A short walk over hay meadows leads to San Martino di Castrozza, a chapel standing near a substantial building formerly used as a hospice and frontier station, but lately converted into an Alpine 'pension.' It stands on a level meadow near the point where the stream, hitherto tranquil, makes a sudden plunge southwards. Immediately behind the house rises the giant row of Primiero peaks. From the Pala to the Cima Cimedo the whole line is in sight from top to bottom, and the only fault of the view, if it can be called one, is that we are too near the mountains. At Campiglio we long to approach the peaks; here we draw back on to the opposite hillsides, where we may break their outline and see but one or two at a time between the nearer brows.

But a more delightful halting-place I cannot imagine, whether for climbers or idlers. At hand are many easy and shady strolls, and two or three hours places you on the top of the great wall free to climb its crests and explore all the mysteries of the weird tableland which lies behind it. To the south the Sass Maor and Palle di San Martino raise their unconquered, but probably conquerable, peaks. The former at any rate may best be attacked from this side. The road to Primiero sinks in a long descent, terraced along the right-hand hills, and commanding superb and constantly shifting views of the opposite chain.

The path from Agordo, still the most frequented, though no longer since the construction of the carriage-road to Predazzo the easiest, approach to Primiero, has often had injustice done to it in many ways. It has been described on the one hand as shorter than it really is, on the other as a difficult and rugged track; and little justice has been done in any quarter to its great and varied beauty.

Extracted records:
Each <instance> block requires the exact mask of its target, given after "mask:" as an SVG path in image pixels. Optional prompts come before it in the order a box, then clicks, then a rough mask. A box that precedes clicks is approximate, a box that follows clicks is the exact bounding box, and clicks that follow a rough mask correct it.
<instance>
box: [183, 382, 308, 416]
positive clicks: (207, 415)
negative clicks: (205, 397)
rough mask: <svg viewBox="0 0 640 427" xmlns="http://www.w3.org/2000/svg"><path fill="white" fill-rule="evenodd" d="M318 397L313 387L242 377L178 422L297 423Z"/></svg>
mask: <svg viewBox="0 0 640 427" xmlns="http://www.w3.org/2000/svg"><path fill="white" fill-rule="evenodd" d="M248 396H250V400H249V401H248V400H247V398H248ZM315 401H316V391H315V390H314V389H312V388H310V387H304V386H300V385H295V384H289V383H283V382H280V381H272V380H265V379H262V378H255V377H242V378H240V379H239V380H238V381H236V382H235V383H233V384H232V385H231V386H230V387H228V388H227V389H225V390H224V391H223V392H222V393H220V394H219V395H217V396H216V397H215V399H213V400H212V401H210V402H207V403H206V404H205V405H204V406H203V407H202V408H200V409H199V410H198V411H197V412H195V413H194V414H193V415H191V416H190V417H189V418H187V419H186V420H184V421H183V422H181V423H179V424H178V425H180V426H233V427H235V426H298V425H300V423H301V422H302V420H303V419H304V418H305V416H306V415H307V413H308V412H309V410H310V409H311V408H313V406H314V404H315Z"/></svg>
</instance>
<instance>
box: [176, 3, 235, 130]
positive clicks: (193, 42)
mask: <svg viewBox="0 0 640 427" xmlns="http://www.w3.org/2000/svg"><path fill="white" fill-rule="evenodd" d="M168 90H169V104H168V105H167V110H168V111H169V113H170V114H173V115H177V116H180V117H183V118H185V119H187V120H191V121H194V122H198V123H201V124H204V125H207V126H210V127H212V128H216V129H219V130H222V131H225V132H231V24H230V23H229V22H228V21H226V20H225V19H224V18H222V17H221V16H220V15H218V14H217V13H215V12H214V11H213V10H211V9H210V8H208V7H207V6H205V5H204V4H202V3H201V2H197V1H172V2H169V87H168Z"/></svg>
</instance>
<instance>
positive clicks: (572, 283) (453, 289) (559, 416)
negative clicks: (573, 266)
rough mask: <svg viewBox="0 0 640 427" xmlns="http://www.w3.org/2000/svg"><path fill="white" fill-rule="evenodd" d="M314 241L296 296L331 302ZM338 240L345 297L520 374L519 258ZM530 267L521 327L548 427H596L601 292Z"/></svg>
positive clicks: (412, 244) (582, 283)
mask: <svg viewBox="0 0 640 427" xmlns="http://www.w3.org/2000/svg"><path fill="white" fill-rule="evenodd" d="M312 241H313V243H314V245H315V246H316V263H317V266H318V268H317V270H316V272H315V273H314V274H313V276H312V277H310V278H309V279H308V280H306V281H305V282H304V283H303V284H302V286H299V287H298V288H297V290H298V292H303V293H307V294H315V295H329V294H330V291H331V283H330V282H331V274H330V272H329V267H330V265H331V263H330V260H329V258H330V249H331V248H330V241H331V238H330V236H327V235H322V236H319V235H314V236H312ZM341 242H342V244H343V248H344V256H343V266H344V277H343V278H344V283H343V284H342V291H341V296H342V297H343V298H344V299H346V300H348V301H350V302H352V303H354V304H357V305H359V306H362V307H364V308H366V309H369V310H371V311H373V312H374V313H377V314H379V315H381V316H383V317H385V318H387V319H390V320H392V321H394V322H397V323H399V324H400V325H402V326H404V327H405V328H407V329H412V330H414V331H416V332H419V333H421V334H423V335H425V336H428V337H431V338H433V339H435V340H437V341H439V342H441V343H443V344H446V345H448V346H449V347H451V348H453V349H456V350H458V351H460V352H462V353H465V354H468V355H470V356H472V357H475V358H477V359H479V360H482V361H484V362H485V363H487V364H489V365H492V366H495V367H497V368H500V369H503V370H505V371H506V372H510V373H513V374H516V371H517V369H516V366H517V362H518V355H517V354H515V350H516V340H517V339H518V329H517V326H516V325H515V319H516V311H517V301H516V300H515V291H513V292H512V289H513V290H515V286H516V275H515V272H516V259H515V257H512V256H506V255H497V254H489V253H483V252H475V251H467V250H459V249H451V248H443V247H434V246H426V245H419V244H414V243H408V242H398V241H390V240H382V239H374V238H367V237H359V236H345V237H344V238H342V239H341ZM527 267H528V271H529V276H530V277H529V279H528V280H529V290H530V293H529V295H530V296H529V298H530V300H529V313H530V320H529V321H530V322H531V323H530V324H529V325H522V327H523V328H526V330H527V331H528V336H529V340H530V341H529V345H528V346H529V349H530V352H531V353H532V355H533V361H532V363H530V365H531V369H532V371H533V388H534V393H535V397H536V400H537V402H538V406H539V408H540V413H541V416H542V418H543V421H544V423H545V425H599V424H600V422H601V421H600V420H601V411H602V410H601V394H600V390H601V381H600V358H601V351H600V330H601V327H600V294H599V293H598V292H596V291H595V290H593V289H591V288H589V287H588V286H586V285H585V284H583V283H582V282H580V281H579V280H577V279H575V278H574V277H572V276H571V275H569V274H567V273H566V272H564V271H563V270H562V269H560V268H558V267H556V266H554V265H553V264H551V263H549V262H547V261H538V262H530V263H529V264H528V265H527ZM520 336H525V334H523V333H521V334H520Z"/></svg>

• **TASK INSTRUCTIONS**
1. Decide whether each statement below agrees with the passage on San Martino di Castrozza: (a) the building near the chapel once served as a hospice and frontier station; (b) the carriage-road to Predazzo made the path from Agordo the easiest approach to Primiero; (c) only part of the line from the Pala to the Cima Cimedo can be seen from the house. Answer yes or no for each, quoting the words of the passage that decide it.
2. Extract the part of the passage on San Martino di Castrozza starting at "A short walk" and ending at "the nearer brows.".

• **PER-TASK ANSWERS**
1.
(a) Yes: "a substantial building formerly used as a hospice and frontier station"
(b) No: "no longer since the construction of the carriage-road to Predazzo the easiest"
(c) No: "the whole line is in sight from top to bottom"

2.
A short walk over hay meadows leads to San Martino di Castrozza, a chapel standing near a substantial building formerly used as a hospice and frontier station, but lately converted into an Alpine 'pension.' It stands on a level meadow near the point where the stream, hitherto tranquil, makes a sudden plunge southwards. Immediately behind the house rises the giant row of Primiero peaks. From the Pala to the Cima Cimedo the whole line is in sight from top to bottom, and the only fault of the view, if it can be called one, is that we are too near the mountains. At Campiglio we long to approach the peaks; here we draw back on to the opposite hillsides, where we may break their outline and see but one or two at a time between the nearer brows.